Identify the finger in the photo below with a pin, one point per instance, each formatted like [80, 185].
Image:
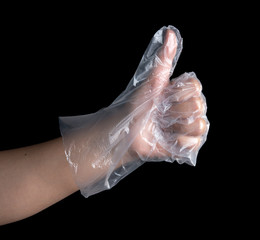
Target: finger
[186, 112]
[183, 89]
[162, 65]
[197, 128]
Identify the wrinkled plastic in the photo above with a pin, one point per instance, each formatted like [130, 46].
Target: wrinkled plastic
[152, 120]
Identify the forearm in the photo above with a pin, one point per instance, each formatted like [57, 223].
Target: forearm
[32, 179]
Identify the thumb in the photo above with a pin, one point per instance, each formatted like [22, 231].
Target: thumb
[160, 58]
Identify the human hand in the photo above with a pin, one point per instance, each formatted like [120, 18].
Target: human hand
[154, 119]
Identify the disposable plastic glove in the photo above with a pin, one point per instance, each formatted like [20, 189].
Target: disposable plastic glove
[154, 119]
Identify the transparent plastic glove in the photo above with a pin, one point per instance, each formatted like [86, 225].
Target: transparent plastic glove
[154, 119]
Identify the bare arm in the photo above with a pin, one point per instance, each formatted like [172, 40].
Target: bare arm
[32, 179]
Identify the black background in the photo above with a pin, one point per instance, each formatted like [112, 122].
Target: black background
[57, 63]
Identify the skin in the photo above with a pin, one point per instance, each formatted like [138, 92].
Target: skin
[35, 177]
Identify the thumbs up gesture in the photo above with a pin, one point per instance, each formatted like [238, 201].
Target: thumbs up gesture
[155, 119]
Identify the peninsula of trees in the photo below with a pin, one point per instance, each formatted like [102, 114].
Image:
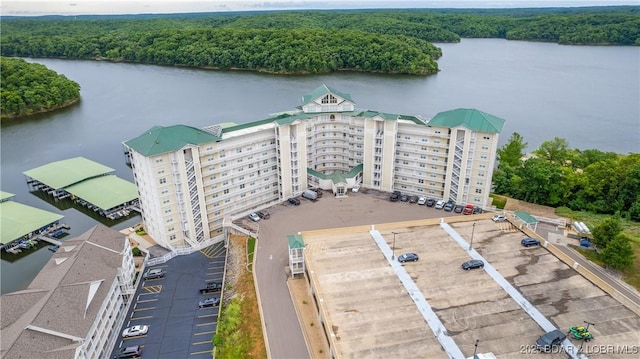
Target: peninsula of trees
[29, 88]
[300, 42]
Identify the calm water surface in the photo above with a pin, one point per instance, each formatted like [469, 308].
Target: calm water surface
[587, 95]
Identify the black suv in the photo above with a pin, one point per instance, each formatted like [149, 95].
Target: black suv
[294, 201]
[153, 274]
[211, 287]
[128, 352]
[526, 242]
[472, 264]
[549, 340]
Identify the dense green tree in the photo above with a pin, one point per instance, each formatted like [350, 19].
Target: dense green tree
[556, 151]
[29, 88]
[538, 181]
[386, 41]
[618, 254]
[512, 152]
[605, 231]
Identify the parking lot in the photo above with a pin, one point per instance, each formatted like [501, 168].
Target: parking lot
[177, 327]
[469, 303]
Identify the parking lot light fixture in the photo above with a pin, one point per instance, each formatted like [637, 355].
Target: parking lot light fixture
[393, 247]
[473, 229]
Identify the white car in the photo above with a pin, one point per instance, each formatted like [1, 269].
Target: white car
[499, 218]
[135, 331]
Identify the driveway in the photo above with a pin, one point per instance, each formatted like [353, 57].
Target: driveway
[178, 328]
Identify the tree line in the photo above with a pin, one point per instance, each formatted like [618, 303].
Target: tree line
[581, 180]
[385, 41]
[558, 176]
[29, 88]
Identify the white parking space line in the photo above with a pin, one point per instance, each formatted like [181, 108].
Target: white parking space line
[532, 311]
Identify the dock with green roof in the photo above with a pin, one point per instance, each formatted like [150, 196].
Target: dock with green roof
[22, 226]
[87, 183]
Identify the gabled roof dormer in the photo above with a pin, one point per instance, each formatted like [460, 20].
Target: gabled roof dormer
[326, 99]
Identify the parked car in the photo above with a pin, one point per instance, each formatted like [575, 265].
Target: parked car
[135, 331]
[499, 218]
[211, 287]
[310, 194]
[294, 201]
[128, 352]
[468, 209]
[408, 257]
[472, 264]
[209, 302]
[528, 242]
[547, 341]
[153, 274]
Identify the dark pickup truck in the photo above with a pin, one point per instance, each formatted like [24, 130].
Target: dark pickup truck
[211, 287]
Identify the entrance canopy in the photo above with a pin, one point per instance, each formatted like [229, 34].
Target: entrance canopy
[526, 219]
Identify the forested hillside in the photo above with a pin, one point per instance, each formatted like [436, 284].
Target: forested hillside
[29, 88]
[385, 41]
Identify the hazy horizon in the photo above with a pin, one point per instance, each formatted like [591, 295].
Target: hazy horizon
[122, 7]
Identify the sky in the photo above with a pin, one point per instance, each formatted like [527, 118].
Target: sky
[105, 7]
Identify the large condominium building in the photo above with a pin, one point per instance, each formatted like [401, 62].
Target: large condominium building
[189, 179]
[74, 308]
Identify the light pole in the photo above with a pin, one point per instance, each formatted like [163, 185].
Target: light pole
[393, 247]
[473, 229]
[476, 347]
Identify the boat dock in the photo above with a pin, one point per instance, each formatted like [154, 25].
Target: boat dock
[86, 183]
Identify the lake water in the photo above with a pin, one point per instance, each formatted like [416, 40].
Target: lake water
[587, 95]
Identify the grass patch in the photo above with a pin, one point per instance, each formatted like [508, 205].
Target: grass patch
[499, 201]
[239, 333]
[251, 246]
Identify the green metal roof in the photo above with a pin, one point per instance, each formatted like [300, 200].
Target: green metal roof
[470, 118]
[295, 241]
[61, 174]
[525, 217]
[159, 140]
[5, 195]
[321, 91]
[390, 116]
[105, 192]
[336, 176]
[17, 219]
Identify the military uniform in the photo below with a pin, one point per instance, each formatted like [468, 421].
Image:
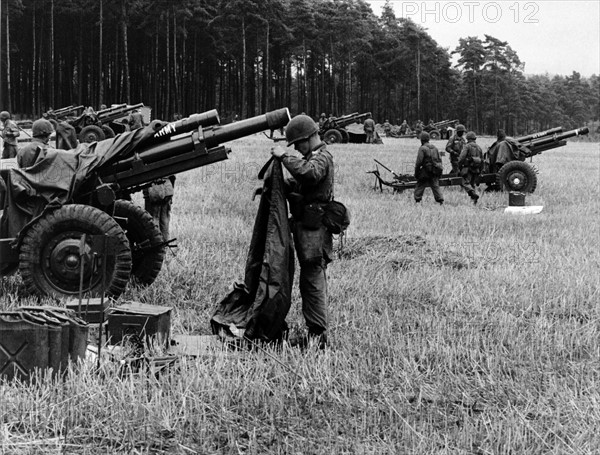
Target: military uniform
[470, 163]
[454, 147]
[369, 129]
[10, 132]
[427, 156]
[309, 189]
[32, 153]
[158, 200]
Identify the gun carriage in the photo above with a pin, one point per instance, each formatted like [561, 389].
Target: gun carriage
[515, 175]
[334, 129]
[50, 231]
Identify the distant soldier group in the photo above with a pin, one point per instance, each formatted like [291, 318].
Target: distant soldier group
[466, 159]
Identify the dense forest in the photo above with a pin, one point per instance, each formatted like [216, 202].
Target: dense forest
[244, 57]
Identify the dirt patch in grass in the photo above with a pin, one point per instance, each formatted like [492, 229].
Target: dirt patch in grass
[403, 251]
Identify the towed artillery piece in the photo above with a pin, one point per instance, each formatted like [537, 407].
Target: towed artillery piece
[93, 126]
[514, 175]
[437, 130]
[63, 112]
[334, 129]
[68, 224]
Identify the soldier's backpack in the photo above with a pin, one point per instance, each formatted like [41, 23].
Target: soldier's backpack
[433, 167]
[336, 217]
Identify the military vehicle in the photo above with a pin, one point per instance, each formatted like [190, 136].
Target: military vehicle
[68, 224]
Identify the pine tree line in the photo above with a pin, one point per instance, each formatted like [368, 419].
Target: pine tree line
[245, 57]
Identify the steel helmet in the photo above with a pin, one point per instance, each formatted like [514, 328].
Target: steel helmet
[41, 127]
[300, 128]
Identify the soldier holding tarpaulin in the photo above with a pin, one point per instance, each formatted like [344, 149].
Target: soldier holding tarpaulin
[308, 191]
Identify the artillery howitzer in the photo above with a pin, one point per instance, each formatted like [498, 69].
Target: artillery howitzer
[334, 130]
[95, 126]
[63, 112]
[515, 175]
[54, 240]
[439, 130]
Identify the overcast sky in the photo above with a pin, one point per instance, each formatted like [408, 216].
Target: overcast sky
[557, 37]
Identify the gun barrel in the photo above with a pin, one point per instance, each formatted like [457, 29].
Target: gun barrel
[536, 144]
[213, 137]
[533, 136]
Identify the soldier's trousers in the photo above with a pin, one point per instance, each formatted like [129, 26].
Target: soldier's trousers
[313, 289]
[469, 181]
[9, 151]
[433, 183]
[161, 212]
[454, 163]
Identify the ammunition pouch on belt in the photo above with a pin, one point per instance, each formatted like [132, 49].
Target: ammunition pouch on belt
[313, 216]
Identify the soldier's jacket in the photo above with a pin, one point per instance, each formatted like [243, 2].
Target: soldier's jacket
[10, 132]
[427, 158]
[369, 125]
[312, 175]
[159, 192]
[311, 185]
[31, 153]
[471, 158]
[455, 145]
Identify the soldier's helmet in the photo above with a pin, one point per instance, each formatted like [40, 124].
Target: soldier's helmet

┄┄┄┄┄┄┄┄┄┄

Task description:
Give back each entry exactly as it appears, with no pictures.

Problem solution:
Identify the finger in the photo below with a pin, one point per instance, each formatted like [80, 185].
Image:
Target: finger
[186, 112]
[183, 89]
[162, 65]
[197, 128]
Identify the wrinkled plastic in the photo above with a pin, one point per instance, each formatted like [130, 46].
Target: wrinkled plastic
[152, 120]
Identify the forearm in the photo above with a pin, one point per instance, each formatted like [57, 223].
Target: forearm
[32, 179]
Identify the thumb in the photo above with a pin, one point per instance, each formatted like [22, 231].
Target: thumb
[160, 58]
Identify the human hand in the photo above with a pin, one point per instance, each formatted like [120, 18].
Target: human hand
[154, 119]
Identify the disposable plastic glove in the photo above with a pin, one point per instance, each formatted like [20, 189].
Target: disposable plastic glove
[154, 119]
Identify the transparent plastic glove in the photo above with a pin, one point per instance, each formatted like [86, 225].
Target: transparent plastic glove
[154, 119]
Identify the bare arm in the photo above with a pin, one point per instance, each formatted like [172, 40].
Target: bare arm
[32, 179]
Identify the black background in the photo above with a pin, one point per instance, each formatted like [112, 122].
Target: black background
[57, 63]
Identify the skin in the photo above with a pin, one point per instance, each formatted like [138, 92].
Target: skin
[35, 177]
Identify the thumbs up gesture in the photo above with a pin, one point per instance, each formatted like [238, 201].
Target: thumbs up gesture
[155, 119]
Identify the peninsula of trees in the photo below with a pin, one point per instance, each formatted like [102, 114].
Image:
Target: peninsula of trees
[29, 88]
[300, 42]
Identify the calm water surface in the photo above with a pin, one point per instance, each formatted like [469, 308].
Target: calm water surface
[587, 95]
Identify the black suv in the photo above with a pin, one point per instance, each formatted like [149, 95].
Target: black suv
[294, 201]
[153, 274]
[211, 287]
[128, 352]
[526, 242]
[472, 264]
[549, 340]
Identify the dense green tree in the photo above with a pin, one point per instance, each formatted like [350, 19].
Target: dense green tree
[556, 151]
[29, 88]
[538, 181]
[386, 41]
[618, 254]
[512, 152]
[605, 231]
Identify the parking lot in the photo above with a pin, one point per instance, each formatted like [501, 168].
Target: parking lot
[177, 327]
[469, 303]
Identify the parking lot light fixture in the photo above with a pin, one point per instance, each formatted like [637, 355].
Target: parking lot light fixture
[393, 247]
[473, 229]
Identify the white car in the photo above with a pin, one point per instance, each formatted like [1, 269].
Target: white car
[499, 218]
[135, 331]
Identify the driveway in the photo above with a pin, one point per instance, each formatted like [353, 57].
Target: driveway
[178, 328]
Identify the tree line in the photo above with a pin, one point per instance, each formatted like [618, 303].
Target: tree line
[581, 180]
[385, 41]
[558, 176]
[29, 88]
Identify the white parking space line in the photo above with a pin, one point per instance, each formatted like [181, 108].
Target: white parking space line
[532, 311]
Identify the dock with green roof in the photo above with a pin, one point per instance, each formatted like [150, 196].
Target: dock with green roof
[22, 226]
[87, 183]
Identify the gabled roof dormer in the photo above with a pin, one point per instance, each formatted like [460, 20].
Target: gabled roof dormer
[326, 99]
Identify the parked car in the photo above with a pin, one point per instance, each formatted like [575, 265].
Target: parked car
[135, 331]
[499, 218]
[211, 287]
[310, 194]
[294, 201]
[128, 352]
[468, 209]
[408, 257]
[472, 264]
[209, 302]
[528, 242]
[547, 341]
[153, 274]
Identify the dark pickup truck in the photo above with a pin, one point per instance, each formatted like [24, 130].
Target: dark pickup truck
[211, 287]
Identify the entrance canopy in the photo above with a pin, one point per instance, each formatted like [229, 34].
Target: entrance canopy
[526, 219]
Identify the forested hillside in the photo above with a pin, one point per instance, each formatted like [436, 284].
Target: forested hillside
[29, 88]
[385, 41]
Identify the hazy horizon in the photo above with a pin, one point per instance, each formatted like [591, 295].
Target: hazy horizon
[122, 7]
Identify the sky in the photo above with a pin, one point per instance, each formatted like [527, 118].
Target: sky
[105, 7]
Identify the large condominium building in the photo above with a pin, one point per instance, each formatted like [401, 62].
Target: large condominium building
[189, 179]
[74, 308]
Identify the light pole in the photo above with a pin, one point per instance, each formatted like [163, 185].
Target: light pole
[393, 247]
[473, 229]
[476, 347]
Identify the boat dock in the photo above with a pin, one point per instance, each formatted like [154, 25].
Target: boat dock
[86, 183]
Identify the lake water in the photo above with a pin, one point per instance, each formatted like [416, 40].
Target: lake water
[587, 95]
Identify the grass patch in the photo above with a pin, one point per instance, each formatted like [508, 205].
Target: grass patch
[499, 201]
[239, 333]
[251, 246]
Identify the green metal roof in the photo above with a pin, one point per instance, each formatted like [300, 200].
Target: green metal roof
[470, 118]
[295, 241]
[61, 174]
[525, 217]
[159, 140]
[5, 195]
[321, 91]
[390, 116]
[105, 192]
[336, 176]
[17, 219]
Identify the military uniform in the photo below with a pin, one point per instance, each formatted like [468, 421].
Image:
Target: military uniform
[470, 163]
[454, 147]
[369, 129]
[10, 132]
[427, 156]
[309, 189]
[32, 153]
[158, 200]
Identify the gun carriage in the photo above with a pin, one point per instance, each formatted like [561, 389].
Target: gun carriage
[515, 175]
[334, 129]
[50, 231]
Identify the distant soldier group in the photo above with a pin, one point per instance, each formatted like [291, 318].
Target: distant soldier group
[466, 159]
Identify the dense forest in the photo above with a pin, one point per instance, each formatted like [216, 202].
Target: dense forest
[244, 57]
Identify the dirt patch in grass in the photo above with a pin, one point per instance, each formatted like [492, 229].
Target: dirt patch in grass
[403, 251]
Identify the towed artillery piece in the photo above with a pin, one point per instance, each formatted like [537, 407].
Target: towed artillery piece
[93, 126]
[514, 175]
[437, 130]
[63, 112]
[334, 129]
[68, 224]
Identify the soldier's backpack in the photo above with a pin, one point per instance, each formatted like [41, 23].
Target: soldier's backpack
[433, 167]
[336, 217]
Identify the military vehicle in the photo above with a pin, one point per instance, each formatted like [190, 136].
Target: military vehicle
[68, 224]
Identify the pine tree line in the photo above with a pin, one point per instance, each formatted like [368, 419].
Target: pine tree line
[245, 57]
Identify the steel helmet in the photo above with a pin, one point per instance, each formatted like [514, 328].
Target: steel helmet
[41, 127]
[300, 128]
Identify the soldier holding tarpaulin in the photo above with a pin, one point per instance, each formatted like [344, 149].
Target: soldier holding tarpaulin
[308, 191]
Identify the artillery howitzer in the photo above with a pin, one point per instance, each formatted like [498, 69].
Target: artillery howitzer
[334, 130]
[95, 126]
[63, 112]
[515, 175]
[54, 240]
[439, 130]
Identify the overcast sky in the photo above with a pin, one point per instance, each formatted like [408, 216].
Target: overcast sky
[557, 37]
Identify the gun barrel in the photo above with a pin, one point per instance, each formatted like [457, 29].
Target: gun barrel
[536, 144]
[213, 137]
[533, 136]
Identify the soldier's trousers in the photo above with a pin, one point per instance, each formatted like [129, 26].
Target: soldier's trousers
[313, 289]
[469, 181]
[9, 151]
[433, 183]
[161, 212]
[454, 163]
Identify the ammunition pouch on belt in the photo above with a pin, one point per instance, each formatted like [132, 49].
Target: ammunition pouch on belt
[313, 216]
Identify the soldier's jacket in the photo above with a pin, one point per instance, each formatted like [243, 2].
Target: soldier's jacket
[10, 132]
[427, 158]
[369, 125]
[312, 175]
[159, 192]
[311, 185]
[31, 153]
[471, 158]
[455, 145]
Identify the soldier's helmet in the photo above with a pin, one point per instance, each formatted like [40, 124].
Target: soldier's helmet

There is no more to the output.